- [Problem statement]: From the entries that follow, copy every line with the word "baseboard".

......

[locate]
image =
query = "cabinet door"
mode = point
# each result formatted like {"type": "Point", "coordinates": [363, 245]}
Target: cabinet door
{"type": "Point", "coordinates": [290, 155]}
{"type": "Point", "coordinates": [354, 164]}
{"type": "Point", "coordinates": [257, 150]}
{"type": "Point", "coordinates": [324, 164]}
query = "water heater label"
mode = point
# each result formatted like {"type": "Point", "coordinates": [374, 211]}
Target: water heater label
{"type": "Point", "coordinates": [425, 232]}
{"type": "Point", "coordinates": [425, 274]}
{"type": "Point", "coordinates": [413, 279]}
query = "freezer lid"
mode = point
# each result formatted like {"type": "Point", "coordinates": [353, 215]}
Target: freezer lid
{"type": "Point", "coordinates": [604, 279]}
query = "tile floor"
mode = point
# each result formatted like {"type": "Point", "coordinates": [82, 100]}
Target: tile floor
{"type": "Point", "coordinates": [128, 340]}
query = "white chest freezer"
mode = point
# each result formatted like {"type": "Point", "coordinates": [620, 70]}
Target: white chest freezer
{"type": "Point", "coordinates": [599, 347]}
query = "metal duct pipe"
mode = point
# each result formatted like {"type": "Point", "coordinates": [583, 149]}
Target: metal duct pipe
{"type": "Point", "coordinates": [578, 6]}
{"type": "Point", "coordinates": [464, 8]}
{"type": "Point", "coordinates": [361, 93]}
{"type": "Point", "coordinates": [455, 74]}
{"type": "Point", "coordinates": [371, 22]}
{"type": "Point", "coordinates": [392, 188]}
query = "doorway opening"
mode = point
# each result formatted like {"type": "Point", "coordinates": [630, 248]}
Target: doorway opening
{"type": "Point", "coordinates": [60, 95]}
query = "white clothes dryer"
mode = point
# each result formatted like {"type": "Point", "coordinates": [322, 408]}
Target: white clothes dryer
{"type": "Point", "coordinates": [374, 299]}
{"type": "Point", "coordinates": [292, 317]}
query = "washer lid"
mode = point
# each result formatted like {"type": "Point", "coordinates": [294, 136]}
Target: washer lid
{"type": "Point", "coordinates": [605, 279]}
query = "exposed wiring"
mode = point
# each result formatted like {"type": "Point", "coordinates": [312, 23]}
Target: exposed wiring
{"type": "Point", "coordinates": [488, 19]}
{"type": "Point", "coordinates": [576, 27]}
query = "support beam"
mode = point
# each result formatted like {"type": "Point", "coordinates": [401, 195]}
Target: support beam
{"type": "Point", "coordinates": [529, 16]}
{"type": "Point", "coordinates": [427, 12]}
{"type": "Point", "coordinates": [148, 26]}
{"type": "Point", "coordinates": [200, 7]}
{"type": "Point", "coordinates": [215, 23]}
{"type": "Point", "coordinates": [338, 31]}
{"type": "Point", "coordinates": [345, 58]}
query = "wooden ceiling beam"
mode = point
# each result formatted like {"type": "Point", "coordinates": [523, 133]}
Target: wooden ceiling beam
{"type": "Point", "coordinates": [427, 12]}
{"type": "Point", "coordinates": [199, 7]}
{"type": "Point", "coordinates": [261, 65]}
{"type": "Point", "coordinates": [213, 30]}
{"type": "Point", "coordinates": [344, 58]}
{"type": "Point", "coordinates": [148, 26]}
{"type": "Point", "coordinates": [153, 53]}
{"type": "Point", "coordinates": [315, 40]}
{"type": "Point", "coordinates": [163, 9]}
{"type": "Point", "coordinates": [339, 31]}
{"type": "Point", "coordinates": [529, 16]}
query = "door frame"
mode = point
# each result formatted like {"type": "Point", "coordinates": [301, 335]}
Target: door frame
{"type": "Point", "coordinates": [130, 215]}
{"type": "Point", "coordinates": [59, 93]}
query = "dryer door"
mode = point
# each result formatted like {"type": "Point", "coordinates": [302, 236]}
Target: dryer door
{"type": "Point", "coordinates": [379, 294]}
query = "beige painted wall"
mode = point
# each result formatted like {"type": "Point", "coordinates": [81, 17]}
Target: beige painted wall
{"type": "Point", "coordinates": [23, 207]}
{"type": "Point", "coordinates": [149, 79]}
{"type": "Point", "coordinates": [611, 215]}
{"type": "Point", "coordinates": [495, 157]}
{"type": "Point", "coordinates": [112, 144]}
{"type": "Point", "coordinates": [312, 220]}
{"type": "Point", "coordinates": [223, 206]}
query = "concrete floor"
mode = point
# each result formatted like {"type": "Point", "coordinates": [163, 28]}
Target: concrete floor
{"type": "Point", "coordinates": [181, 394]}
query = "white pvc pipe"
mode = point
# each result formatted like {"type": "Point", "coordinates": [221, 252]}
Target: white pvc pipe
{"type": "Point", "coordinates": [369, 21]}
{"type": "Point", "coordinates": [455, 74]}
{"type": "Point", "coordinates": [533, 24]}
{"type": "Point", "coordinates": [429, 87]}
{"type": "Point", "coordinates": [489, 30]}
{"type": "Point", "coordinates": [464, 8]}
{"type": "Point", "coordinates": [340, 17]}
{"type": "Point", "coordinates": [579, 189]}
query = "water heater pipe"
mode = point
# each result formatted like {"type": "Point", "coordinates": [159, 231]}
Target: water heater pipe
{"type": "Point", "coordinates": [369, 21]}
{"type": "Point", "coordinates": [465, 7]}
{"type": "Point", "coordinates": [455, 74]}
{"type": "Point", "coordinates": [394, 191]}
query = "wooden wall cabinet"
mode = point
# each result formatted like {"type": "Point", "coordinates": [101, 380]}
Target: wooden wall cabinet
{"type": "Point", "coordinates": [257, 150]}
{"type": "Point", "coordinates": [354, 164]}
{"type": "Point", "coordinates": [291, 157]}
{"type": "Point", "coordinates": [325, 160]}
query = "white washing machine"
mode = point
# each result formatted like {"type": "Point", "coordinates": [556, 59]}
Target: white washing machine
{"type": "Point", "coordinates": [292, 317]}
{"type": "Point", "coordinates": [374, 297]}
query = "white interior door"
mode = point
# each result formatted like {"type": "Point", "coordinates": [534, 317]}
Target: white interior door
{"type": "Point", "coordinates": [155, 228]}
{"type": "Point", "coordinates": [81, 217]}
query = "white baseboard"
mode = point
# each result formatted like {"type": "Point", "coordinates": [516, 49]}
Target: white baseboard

......

- [Reply]:
query = "white baseboard"
Target: white baseboard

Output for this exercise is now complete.